* _Goal of the exercise_: An exact copy of all the entries is what is needed here.

[Region pointing data]
::::
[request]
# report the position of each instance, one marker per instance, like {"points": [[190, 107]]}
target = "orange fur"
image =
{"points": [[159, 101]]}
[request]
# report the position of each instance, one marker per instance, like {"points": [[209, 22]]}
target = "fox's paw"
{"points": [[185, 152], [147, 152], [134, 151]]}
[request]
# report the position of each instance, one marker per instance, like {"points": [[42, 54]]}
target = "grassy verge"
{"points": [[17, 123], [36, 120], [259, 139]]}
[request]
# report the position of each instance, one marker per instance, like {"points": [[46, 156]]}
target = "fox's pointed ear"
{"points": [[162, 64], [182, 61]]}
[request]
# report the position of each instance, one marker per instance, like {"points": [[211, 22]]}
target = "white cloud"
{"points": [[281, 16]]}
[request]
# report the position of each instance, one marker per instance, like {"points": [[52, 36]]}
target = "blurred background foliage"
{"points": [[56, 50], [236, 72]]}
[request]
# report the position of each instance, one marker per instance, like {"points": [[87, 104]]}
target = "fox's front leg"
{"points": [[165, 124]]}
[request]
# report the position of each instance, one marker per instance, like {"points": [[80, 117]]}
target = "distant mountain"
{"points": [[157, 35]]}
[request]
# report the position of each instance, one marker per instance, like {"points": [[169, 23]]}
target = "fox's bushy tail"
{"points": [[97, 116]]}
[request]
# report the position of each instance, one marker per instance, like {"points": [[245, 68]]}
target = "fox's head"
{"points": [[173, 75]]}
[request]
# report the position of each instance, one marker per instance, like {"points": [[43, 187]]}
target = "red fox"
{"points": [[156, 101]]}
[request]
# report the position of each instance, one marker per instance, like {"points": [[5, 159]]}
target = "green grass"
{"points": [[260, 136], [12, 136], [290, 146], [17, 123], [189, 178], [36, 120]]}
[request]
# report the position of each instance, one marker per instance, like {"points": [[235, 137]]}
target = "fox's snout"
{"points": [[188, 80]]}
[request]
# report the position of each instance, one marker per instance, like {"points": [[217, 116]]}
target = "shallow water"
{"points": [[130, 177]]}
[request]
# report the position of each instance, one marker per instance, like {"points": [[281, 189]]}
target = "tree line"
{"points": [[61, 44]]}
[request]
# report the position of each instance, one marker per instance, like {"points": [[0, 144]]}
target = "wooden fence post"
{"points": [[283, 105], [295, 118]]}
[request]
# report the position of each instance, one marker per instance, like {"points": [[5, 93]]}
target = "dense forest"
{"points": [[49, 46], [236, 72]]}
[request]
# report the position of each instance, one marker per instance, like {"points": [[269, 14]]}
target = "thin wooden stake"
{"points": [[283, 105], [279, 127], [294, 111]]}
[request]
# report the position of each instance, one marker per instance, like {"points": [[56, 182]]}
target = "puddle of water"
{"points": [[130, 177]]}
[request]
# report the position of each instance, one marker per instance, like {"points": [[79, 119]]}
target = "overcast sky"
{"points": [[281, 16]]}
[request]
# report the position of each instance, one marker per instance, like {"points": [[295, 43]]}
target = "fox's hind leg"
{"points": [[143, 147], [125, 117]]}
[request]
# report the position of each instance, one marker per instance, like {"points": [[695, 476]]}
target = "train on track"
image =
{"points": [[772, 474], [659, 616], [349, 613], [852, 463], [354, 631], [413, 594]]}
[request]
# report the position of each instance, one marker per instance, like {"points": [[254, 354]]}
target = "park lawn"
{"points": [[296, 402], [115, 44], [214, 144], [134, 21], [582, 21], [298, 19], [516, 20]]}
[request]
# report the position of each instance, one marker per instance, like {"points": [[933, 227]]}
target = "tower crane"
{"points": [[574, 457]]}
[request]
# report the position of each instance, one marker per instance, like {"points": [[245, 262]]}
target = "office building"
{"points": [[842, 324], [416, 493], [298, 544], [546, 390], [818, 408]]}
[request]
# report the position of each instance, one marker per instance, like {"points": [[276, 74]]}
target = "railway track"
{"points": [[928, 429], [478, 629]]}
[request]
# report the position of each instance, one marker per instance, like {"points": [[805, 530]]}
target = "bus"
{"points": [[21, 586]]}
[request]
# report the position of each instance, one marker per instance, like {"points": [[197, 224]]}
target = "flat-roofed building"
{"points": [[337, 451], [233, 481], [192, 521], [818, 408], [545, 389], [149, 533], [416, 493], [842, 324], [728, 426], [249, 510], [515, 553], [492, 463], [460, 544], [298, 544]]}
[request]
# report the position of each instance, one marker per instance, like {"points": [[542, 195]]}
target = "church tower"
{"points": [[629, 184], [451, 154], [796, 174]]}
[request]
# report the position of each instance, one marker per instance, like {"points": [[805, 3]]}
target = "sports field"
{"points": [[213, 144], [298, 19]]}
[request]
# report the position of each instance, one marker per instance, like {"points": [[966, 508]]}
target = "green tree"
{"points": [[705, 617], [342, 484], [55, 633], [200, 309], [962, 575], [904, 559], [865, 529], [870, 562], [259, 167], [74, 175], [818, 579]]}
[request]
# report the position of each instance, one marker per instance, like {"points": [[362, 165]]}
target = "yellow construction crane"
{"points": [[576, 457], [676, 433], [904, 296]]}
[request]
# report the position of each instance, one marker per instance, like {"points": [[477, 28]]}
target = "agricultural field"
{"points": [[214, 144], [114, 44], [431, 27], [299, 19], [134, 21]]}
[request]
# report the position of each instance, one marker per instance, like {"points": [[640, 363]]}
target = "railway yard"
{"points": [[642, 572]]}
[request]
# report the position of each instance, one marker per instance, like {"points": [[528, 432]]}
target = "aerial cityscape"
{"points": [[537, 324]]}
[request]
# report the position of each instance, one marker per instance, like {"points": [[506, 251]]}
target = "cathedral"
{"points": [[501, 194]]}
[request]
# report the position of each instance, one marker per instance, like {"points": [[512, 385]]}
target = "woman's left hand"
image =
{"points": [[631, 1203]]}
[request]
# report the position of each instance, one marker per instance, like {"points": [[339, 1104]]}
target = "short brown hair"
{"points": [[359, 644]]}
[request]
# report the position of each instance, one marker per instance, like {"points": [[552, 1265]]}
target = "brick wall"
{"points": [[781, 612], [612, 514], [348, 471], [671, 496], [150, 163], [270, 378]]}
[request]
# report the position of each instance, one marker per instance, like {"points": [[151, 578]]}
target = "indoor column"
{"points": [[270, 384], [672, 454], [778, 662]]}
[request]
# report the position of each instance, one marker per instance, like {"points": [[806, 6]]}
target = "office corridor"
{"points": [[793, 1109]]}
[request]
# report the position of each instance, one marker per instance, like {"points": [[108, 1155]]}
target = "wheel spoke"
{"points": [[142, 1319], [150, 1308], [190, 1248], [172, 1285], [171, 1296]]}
::::
* _Worked solution_:
[request]
# report the position of each instance, one marker per instance, like {"points": [[190, 107]]}
target = "orange fur"
image =
{"points": [[159, 101]]}
[request]
# report the position of each instance, one marker per instance, like {"points": [[209, 22]]}
target = "fox's paw"
{"points": [[185, 152], [147, 152], [134, 151]]}
[request]
# report the position of each instance, one marker per instance, like {"points": [[42, 54]]}
target = "grassy verge"
{"points": [[17, 123], [36, 120], [259, 139]]}
[request]
# report the position of each instance, one marker per instance, like {"points": [[46, 156]]}
target = "fox's pointed ear"
{"points": [[162, 64], [182, 61]]}
[request]
# report the position of each instance, one marker per instance, like {"points": [[211, 22]]}
target = "white cloud"
{"points": [[281, 16]]}
[request]
# report the position of each instance, one marker per instance, like {"points": [[52, 36]]}
target = "blurred background foliage"
{"points": [[56, 50], [236, 72]]}
[request]
# report the position of each instance, one marker per instance, like {"points": [[87, 104]]}
target = "fox's front leg"
{"points": [[165, 124]]}
[request]
# report the position of each instance, one marker per instance, like {"points": [[80, 117]]}
target = "distant mountain"
{"points": [[157, 35]]}
[request]
# report the position of each instance, one marker per instance, like {"points": [[169, 23]]}
target = "fox's bushy tail"
{"points": [[97, 116]]}
[request]
# report the position of each instance, one marker per instance, like {"points": [[245, 68]]}
target = "fox's head"
{"points": [[173, 75]]}
[request]
# report the position of each instance, one marker per instance, like {"points": [[43, 187]]}
target = "red fox"
{"points": [[156, 101]]}
[request]
# report the position of each instance, one marker per instance, like {"points": [[5, 159]]}
target = "green grass"
{"points": [[260, 136], [12, 136], [290, 146], [17, 123], [189, 178], [36, 120]]}
[request]
# report the position of each instance, one marker per instance, like {"points": [[235, 137]]}
target = "fox's snout"
{"points": [[188, 80]]}
[request]
# report the position of each instance, one marker per instance, like {"points": [[217, 116]]}
target = "shallow water"
{"points": [[130, 177]]}
[request]
# report the position of each instance, one marker per instance, like {"points": [[281, 189]]}
target = "tree line"
{"points": [[61, 44]]}
[request]
# report the position of each instance, one marker per instance, like {"points": [[0, 144]]}
target = "wooden fence post"
{"points": [[283, 105], [295, 118]]}
[request]
# report the position of each instance, one marker per instance, like {"points": [[5, 93]]}
target = "dense forest"
{"points": [[49, 46], [236, 72]]}
[request]
# report the position of each instance, one marker per instance, like {"points": [[269, 14]]}
target = "thin wooden stake"
{"points": [[283, 105], [279, 127], [294, 111]]}
[request]
# report the position of each instance, one marker per instance, like {"points": [[56, 182]]}
target = "puddle of water"
{"points": [[130, 177]]}
[request]
# report the position of each instance, one marker per instance, like {"points": [[79, 119]]}
target = "overcast sky"
{"points": [[281, 16]]}
[request]
# report the position of each instance, one marker per instance, like {"points": [[295, 43]]}
target = "fox's hind leg"
{"points": [[143, 147], [125, 117]]}
[request]
# report the position of each instance, one marker per instance, like {"points": [[695, 476]]}
target = "train on track"
image =
{"points": [[772, 474], [659, 616], [349, 613], [852, 463], [354, 631], [413, 594]]}
[request]
# report the position of each instance, one marker per instance, like {"points": [[254, 354]]}
target = "park lawn"
{"points": [[296, 402], [115, 44], [214, 144], [134, 21], [582, 21], [298, 19], [516, 20]]}
[request]
# report the position of each instance, one marker per instance, like {"points": [[933, 227]]}
target = "tower crane"
{"points": [[574, 457]]}
[request]
# report the position of each instance, one marker per instance, like {"points": [[245, 262]]}
target = "office building"
{"points": [[842, 324], [416, 493], [298, 544], [546, 390], [818, 408]]}
[request]
# report the position of each instance, one marker per instance, like {"points": [[276, 74]]}
target = "railway track"
{"points": [[928, 429], [478, 629]]}
[request]
# report the position of each instance, one marker per instance, like {"points": [[805, 530]]}
target = "bus"
{"points": [[21, 586]]}
[request]
# report the position of each instance, one marker per instance, like {"points": [[197, 224]]}
target = "flat-roofed building"
{"points": [[337, 451], [233, 481], [192, 521], [818, 408], [545, 389], [149, 533], [416, 493], [842, 324], [728, 426], [249, 510], [515, 553], [492, 463], [460, 544], [298, 544]]}
[request]
# report the position of each instance, one marker per instance, like {"points": [[542, 195]]}
target = "church tower"
{"points": [[629, 184], [451, 154], [796, 174]]}
[request]
# report the position of each instance, one marker per instance, like {"points": [[805, 3]]}
target = "sports field"
{"points": [[213, 144], [298, 19]]}
[request]
# report the position of each instance, one marker per instance, like {"points": [[966, 508]]}
target = "green tree"
{"points": [[705, 617], [342, 484], [55, 633], [200, 309], [962, 575], [904, 559], [865, 529], [870, 562], [259, 167], [74, 175], [818, 579]]}
[request]
# report the position of each instance, one marker per instance, like {"points": [[362, 165]]}
target = "yellow construction crane"
{"points": [[576, 457], [676, 433], [904, 296]]}
[request]
# report the position of each instance, one marker per instance, like {"points": [[477, 28]]}
target = "agricultural field"
{"points": [[214, 144], [114, 44], [431, 27], [299, 19], [134, 21]]}
[request]
# report the position of each instance, one marker per instance, like {"points": [[640, 363]]}
target = "railway yard"
{"points": [[642, 572]]}
[request]
# report the position of each instance, one marker per instance, like {"points": [[528, 432]]}
target = "aerial cityscape"
{"points": [[537, 324]]}
[request]
# report the position of each instance, one marker per instance, like {"points": [[506, 251]]}
target = "cathedral"
{"points": [[501, 194]]}
[request]
# report the position of each instance, one marker per instance, like {"points": [[512, 385]]}
target = "woman's left hand"
image =
{"points": [[631, 1203]]}
[request]
# report the position of each instance, one marker per instance, like {"points": [[339, 1104]]}
target = "short brown hair"
{"points": [[359, 644]]}
[request]
# report the position of each instance, one marker per instance, like {"points": [[552, 1265]]}
target = "brick wall"
{"points": [[781, 612], [612, 514], [348, 471], [671, 496], [150, 163], [270, 378]]}
[request]
# report the position of each instance, one marker per instance, like {"points": [[151, 578]]}
target = "indoor column"
{"points": [[270, 384], [672, 454], [778, 662]]}
[request]
# report the position of each instance, one marker per instance, like {"points": [[806, 6]]}
target = "office corridor"
{"points": [[793, 1109]]}
[request]
# report the position of each instance, one marker per instance, like {"points": [[108, 1155]]}
target = "wheel spoke"
{"points": [[142, 1319], [150, 1308], [190, 1248], [172, 1285], [171, 1296]]}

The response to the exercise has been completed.